— begin —

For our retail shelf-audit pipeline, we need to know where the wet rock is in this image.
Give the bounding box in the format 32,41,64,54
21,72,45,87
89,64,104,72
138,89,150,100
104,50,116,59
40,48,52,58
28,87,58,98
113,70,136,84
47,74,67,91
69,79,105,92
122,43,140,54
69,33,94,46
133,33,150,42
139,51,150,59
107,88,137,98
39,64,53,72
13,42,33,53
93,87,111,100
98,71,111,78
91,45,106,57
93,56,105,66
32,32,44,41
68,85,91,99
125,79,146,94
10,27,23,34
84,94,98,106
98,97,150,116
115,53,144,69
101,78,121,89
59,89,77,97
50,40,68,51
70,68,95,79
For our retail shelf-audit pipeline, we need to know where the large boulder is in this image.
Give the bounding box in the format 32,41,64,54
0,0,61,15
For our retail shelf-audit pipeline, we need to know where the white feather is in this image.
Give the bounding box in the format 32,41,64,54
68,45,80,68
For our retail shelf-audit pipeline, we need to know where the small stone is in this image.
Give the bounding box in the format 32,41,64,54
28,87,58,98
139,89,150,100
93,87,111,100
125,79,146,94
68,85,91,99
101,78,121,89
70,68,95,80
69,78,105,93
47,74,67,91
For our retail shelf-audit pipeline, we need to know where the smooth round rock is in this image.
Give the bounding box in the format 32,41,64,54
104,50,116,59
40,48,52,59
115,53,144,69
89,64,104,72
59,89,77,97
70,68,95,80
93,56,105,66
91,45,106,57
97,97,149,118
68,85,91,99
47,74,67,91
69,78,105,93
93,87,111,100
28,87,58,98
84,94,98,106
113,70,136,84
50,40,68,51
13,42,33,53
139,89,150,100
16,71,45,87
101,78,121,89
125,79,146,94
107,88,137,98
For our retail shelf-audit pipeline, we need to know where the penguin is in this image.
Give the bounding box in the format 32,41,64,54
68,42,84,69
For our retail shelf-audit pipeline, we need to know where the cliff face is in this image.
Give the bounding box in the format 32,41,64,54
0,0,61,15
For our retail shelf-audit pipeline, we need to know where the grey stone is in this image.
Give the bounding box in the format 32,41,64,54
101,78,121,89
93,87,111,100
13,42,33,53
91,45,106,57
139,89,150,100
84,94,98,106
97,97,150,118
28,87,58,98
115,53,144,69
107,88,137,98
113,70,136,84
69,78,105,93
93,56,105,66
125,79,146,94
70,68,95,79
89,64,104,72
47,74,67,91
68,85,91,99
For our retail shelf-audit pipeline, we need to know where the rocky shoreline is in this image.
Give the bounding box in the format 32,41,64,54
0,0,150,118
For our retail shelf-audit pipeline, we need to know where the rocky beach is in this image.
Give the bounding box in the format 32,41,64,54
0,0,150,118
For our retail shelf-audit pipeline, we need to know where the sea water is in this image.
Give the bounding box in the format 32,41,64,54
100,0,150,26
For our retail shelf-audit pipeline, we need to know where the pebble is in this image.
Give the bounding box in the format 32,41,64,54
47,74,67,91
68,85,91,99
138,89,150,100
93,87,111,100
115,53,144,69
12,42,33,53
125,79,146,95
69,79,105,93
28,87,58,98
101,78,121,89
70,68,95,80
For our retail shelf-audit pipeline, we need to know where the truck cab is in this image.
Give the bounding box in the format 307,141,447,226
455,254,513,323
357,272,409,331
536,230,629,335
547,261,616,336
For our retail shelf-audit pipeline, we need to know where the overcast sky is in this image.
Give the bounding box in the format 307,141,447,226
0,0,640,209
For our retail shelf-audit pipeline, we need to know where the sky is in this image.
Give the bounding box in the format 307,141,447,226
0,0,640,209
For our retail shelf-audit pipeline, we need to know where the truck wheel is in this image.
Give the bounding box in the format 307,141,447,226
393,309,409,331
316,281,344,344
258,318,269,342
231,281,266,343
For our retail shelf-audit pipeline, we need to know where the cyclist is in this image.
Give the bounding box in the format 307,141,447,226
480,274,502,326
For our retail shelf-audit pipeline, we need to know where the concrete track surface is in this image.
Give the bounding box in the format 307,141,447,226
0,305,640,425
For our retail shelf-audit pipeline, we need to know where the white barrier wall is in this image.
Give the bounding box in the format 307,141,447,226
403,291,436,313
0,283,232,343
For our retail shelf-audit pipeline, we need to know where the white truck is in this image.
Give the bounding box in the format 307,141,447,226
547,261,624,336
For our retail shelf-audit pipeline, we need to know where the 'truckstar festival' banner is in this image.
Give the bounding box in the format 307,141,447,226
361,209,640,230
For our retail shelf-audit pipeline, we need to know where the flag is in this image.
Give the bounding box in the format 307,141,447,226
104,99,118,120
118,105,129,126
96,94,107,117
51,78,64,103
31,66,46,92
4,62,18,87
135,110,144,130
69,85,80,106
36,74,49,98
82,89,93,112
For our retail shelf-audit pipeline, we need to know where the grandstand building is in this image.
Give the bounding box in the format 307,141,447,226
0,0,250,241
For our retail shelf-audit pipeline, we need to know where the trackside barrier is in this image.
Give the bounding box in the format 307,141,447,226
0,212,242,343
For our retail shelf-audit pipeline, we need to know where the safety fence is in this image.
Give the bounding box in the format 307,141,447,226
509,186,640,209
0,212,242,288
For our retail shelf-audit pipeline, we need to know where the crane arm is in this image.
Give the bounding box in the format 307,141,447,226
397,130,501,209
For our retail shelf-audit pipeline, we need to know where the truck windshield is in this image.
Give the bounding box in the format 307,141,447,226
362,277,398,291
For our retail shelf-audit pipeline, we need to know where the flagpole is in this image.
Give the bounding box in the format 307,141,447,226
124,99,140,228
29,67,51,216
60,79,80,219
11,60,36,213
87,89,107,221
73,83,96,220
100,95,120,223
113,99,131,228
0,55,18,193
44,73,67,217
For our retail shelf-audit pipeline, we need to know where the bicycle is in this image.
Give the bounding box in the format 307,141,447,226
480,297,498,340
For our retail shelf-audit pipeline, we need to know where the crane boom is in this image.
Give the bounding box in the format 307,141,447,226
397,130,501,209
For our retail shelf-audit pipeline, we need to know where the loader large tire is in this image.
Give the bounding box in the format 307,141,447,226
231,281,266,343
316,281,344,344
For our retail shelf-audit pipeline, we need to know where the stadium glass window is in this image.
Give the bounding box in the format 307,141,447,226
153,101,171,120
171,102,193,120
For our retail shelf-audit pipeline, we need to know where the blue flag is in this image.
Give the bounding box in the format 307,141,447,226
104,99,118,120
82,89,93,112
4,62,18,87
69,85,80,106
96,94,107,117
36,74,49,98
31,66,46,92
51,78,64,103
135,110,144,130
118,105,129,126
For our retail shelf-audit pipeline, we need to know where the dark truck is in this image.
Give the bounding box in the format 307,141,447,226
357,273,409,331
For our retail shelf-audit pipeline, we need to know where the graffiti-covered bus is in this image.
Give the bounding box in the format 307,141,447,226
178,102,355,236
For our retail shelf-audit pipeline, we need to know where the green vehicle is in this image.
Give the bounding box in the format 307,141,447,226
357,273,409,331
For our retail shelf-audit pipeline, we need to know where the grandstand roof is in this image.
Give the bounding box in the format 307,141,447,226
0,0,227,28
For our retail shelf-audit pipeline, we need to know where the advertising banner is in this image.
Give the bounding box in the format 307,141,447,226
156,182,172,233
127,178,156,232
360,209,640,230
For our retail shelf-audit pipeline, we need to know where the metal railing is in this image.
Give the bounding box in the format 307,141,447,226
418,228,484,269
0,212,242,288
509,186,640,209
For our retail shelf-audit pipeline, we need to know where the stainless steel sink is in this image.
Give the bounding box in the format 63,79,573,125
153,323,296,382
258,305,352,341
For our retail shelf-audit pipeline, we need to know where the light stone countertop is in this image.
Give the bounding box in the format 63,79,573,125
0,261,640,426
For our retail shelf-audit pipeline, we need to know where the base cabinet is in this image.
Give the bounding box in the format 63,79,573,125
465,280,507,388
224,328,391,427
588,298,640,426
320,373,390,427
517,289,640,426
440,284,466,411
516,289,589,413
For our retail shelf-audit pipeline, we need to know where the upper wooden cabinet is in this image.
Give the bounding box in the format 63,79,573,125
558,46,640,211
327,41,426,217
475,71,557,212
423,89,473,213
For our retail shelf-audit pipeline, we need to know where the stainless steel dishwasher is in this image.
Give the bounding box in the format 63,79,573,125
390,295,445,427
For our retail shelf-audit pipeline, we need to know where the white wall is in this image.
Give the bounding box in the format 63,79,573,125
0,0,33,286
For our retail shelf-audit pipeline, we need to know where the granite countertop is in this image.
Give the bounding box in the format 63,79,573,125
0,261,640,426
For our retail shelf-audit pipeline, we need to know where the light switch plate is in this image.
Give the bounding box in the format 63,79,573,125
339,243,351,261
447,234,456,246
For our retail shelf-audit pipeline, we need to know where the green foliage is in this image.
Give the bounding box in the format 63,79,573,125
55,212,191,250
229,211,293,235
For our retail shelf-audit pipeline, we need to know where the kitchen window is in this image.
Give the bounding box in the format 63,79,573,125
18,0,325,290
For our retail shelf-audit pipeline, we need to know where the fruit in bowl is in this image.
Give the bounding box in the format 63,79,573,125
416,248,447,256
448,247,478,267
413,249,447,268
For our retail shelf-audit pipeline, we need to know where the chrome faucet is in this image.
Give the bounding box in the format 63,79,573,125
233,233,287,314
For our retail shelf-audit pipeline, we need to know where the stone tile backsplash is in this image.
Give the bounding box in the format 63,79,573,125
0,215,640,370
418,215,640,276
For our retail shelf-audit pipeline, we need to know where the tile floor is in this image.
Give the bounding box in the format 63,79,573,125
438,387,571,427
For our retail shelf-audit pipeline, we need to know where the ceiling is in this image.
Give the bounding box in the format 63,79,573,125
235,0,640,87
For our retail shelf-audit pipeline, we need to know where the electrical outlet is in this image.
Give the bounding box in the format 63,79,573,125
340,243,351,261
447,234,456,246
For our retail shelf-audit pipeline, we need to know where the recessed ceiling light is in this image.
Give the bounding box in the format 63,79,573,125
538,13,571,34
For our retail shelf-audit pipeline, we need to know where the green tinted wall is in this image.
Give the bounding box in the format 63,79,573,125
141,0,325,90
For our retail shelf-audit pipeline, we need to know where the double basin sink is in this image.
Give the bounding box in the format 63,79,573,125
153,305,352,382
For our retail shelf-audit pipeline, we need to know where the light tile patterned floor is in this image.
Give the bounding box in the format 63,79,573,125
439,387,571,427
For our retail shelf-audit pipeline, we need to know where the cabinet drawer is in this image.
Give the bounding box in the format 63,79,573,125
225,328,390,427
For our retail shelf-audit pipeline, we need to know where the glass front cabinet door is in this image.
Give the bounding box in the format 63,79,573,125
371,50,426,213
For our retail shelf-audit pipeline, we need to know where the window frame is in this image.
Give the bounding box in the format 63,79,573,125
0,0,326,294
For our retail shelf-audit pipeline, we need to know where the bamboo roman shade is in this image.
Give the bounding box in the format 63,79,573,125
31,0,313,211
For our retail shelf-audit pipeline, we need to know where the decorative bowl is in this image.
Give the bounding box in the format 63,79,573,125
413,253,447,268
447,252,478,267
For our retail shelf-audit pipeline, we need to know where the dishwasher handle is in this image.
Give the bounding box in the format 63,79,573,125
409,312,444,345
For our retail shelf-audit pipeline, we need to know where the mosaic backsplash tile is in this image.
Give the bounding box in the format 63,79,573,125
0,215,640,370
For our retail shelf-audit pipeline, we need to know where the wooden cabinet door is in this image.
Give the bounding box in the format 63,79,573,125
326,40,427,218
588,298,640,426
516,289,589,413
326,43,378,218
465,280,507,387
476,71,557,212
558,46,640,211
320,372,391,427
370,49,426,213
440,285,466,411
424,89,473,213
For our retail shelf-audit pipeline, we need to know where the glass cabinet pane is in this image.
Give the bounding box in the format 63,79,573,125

— end —

[Exercise prompt] Convert the listing starting at the line containing "light is in this image." and ending at the line containing "424,89,473,213" into a two-column CSV with the headers instruction and coordinates. Each row should pair one instruction with every coordinate line beneath it, with each value in a single quoted field and line breaks replaced by spaces.

[Solution for this exercise]
instruction,coordinates
"For our retail shelf-audit pipeline, we need to know where the recessed ceiling light is in this image. Give the bounding box in the format 63,79,573,125","538,13,571,34"
"For our retail shelf-audit pipeline, we need to know where the green tinted wall is in this image. Give the bounding box in the format 63,79,573,125","141,0,325,90"
"For our retail shelf-audit pipeline, we need to know where the double basin sink is in this image. Give the bounding box in the format 63,79,573,125","153,305,352,382"
"For our retail shelf-audit pipeline, we need to know where the light tile patterned floor is in this image. Give the bounding box in the format 63,79,573,125","439,387,571,427"
"For our retail shelf-audit pipeline, we need to know where the cabinet drawer is in this image. Give the bounding box in the format 63,79,573,125","225,328,390,427"
"For our retail shelf-audit pipeline, we need to know where the glass front cabinet door is in this image. Give the bounding box in the format 63,79,573,125","371,50,426,213"
"For our retail shelf-audit pipeline, we need to know where the window frame is in this image. Give the bounding box in the format 63,79,573,125","0,0,326,294"
"For our retail shelf-audit pipeline, we need to know where the bamboo roman shade is in this image. Give the bounding box in the format 63,79,573,125","31,0,313,211"
"For our retail shelf-audit pipeline, we need to know where the decorative bowl is in this image. Give the bounding box in the format 63,79,573,125","413,253,447,268 447,252,478,267"
"For our retail shelf-audit pipeline, we need to know where the dishwasher handle is in this image. Give the bounding box in the format 63,79,573,125","409,312,444,345"
"For our retail shelf-audit pipeline, we need to know where the mosaic backsplash tile is in this image. Give the bounding box in the format 63,79,573,125","0,215,640,370"
"For our retail shelf-audit pipeline, we need to know where the wooden cabinet door is in this image. Give the bounding box in the format 63,79,573,125","326,40,427,218 588,298,640,426 516,289,589,413 326,43,378,218 465,280,507,387 476,71,557,212 558,46,640,211 320,372,391,427 370,49,426,213 440,285,466,411 424,89,473,213"